▸ DIRECTIONS:
• 1. In the book-block quilting instructions, translate this sentence into Spanish: "Place the thinner, shorter book on the right half of the block."
• 2. In the book-block quilting instructions, what minimum height should a stack of books on their sides measure?
• 3. The book-block quilting instructions say to cut several pieces from the 5” “Slice and Dice” background strip. List every one of them with its size.

─── READING PASSAGE ───

Making Book Groupings
For all book groupings – although you want variety – when you place books next to each other keep the colors balanced and somewhat complementary.
Books on Their Sides
Cut the 6” background strip into three ~13” long strips (set aside one strip for the Picture Frame block below). Choose 3 - 5 book/background units and arrange them with the “tallest” book on the bottom – you can have them stack to the left or right. Your stack should measure at least 5” high – if shorter add another book. Sew the book stack and a background strip together. Trim off the ends of the group to even up the edges. Repeat, stacking the books in the opposite direction. You now have your first two grouped book blocks.
Cut a 12” length from the 5” “Slice and Dice” background strip. Cut this 12” x 5” piece from corner to corner from upper left to bottom right.
Select two books of complementary colors. Keeping the book/background units intact – trim the background on the top of each unit to 3.25”. Trim one book to 8.5” x 1.5”. Trim the other book to 9” x 2”.
From the 5” “Slice and Dice” background strip cut one 2” x 2” piece and one 2” x 1.5” piece. Sew these pieces to the bottom of the books. Press toward the background and trim.
Place the fatter, taller book toward the left half of the block.
Place the thinner, shorter book on the right half of the block.
For both halves – the book units and the hypotenuse (long side) of each of the triangles (handle carefully as this is a bias edge) are approximately the same length – center the book units on the center of the hypotenuse and sew together. Press seams toward the background triangle.
Take the two halves, offset the bottom of the books with the right, thinner book lower by ½” and sew the two halves together.
Press the seam open.
Trim the sides and bottom of the block so that the block is a rectangle (~ 6.5” by 10.5”) and the four corners (marked with circles) are ¼” from the edges of the block (a square ruler really helps here). Trim the top of the block so the edges are even.
On the top of the stack of books, appliqué any knick-knacks you desire. You can also add a strip of background fabric between books to give you more places for your knick-knacks. Again, make choices to match your taste (and/or real bookcases) and have fun.
Place two pieces of 4.5” x 5.5” frame fabric right sides together. With a disappearing ink pen draw a line 1” from each edge. Use a quarter or bottle cap to round the inside corners. Using a smaller stitch length, sew around the oblong shape that you have drawn. (A smaller stitch will make turning the corners easier.)
Cut out the center, trim to 0.125” (very close) to the sewn line. Clip into the rounded corners to just before the seam line. Turn right sides out by passing one side through the center to the back and press.
Using a very scant ¼” seam, sew frame along the outside edges to the wrong side of a scrap 4.5” x 5.5” of book or background fabric (this will be what is seen if you don’t have a picture in the frame).

─── GIVEN DATA ───

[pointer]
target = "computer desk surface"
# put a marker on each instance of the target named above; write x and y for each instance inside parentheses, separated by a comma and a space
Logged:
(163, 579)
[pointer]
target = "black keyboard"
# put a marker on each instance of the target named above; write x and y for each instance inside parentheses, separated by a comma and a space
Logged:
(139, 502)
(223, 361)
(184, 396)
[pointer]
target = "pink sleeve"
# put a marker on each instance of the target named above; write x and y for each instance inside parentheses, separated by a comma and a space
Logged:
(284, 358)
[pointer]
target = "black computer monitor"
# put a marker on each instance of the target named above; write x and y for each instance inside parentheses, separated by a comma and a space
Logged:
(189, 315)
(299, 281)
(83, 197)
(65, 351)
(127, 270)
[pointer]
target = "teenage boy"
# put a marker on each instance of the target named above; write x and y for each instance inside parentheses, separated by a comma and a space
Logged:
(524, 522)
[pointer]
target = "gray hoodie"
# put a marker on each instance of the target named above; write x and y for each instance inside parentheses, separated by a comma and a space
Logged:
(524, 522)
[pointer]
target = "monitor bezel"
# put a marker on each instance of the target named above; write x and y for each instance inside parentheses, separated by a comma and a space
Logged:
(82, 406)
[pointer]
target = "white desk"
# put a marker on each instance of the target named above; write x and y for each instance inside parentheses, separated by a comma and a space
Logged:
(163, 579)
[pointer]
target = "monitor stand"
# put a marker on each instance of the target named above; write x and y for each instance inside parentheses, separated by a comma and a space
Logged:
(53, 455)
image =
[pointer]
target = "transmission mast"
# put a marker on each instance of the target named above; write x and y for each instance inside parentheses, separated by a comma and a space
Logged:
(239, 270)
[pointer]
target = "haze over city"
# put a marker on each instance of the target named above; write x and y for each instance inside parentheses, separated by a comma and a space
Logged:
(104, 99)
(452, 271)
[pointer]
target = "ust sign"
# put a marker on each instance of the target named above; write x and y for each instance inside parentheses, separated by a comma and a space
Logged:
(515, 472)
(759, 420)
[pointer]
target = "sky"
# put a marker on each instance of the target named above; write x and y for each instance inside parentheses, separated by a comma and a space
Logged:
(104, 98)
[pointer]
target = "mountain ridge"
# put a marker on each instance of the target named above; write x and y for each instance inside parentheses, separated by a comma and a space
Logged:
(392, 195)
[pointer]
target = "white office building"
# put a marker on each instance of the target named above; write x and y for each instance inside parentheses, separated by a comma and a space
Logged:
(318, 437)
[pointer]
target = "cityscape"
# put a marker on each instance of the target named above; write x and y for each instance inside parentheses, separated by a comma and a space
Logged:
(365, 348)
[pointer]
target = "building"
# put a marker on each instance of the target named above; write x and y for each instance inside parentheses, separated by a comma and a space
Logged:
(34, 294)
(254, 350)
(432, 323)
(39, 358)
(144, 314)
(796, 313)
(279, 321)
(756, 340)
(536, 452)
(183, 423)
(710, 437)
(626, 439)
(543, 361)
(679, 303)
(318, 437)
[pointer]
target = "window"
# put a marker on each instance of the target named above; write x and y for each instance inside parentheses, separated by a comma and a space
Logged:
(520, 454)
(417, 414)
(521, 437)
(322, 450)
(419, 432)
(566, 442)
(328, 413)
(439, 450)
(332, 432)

───

▸ EXPECTED RESPONSES:
• 1. Coloque el libro más delgado y más bajo en la mitad derecha del bloque.

• 2. At least 5” high.

• 3.
- A 12” length (a 12” x 5” piece)
- One 2” x 2” piece
- One 2” x 1.5” piece